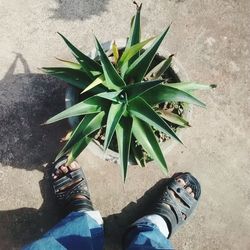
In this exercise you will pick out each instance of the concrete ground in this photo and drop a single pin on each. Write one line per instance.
(211, 38)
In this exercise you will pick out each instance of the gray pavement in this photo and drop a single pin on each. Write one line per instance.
(211, 39)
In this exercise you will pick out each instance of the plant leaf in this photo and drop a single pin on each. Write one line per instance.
(112, 96)
(135, 30)
(163, 93)
(91, 105)
(99, 80)
(115, 52)
(89, 124)
(159, 69)
(115, 113)
(87, 63)
(139, 67)
(77, 149)
(129, 53)
(145, 136)
(112, 78)
(139, 108)
(192, 86)
(137, 89)
(70, 64)
(134, 37)
(174, 118)
(123, 134)
(138, 154)
(74, 77)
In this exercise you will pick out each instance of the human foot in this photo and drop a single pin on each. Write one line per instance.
(178, 200)
(70, 186)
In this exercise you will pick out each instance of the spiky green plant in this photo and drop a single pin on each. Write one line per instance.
(123, 95)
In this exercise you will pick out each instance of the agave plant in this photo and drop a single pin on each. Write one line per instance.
(123, 93)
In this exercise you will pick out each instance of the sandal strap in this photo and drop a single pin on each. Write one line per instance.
(181, 203)
(73, 183)
(67, 179)
(78, 189)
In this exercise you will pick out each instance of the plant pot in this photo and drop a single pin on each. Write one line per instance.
(72, 96)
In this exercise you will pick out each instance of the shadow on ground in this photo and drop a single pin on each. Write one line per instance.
(78, 9)
(27, 100)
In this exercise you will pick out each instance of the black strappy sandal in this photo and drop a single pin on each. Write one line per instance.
(181, 203)
(68, 186)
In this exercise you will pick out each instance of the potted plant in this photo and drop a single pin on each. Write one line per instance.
(130, 99)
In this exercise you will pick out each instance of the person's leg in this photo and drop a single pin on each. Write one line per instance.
(170, 210)
(82, 228)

> **What the task requires**: Copy the line containing "of the person's" and every line after it, through the last line of the records. Include nothing else.

> **Reply**:
In this exercise you will pick out each instance of the person's leg in this photo and drop a single pin on each. Write one line per instance.
(170, 210)
(82, 228)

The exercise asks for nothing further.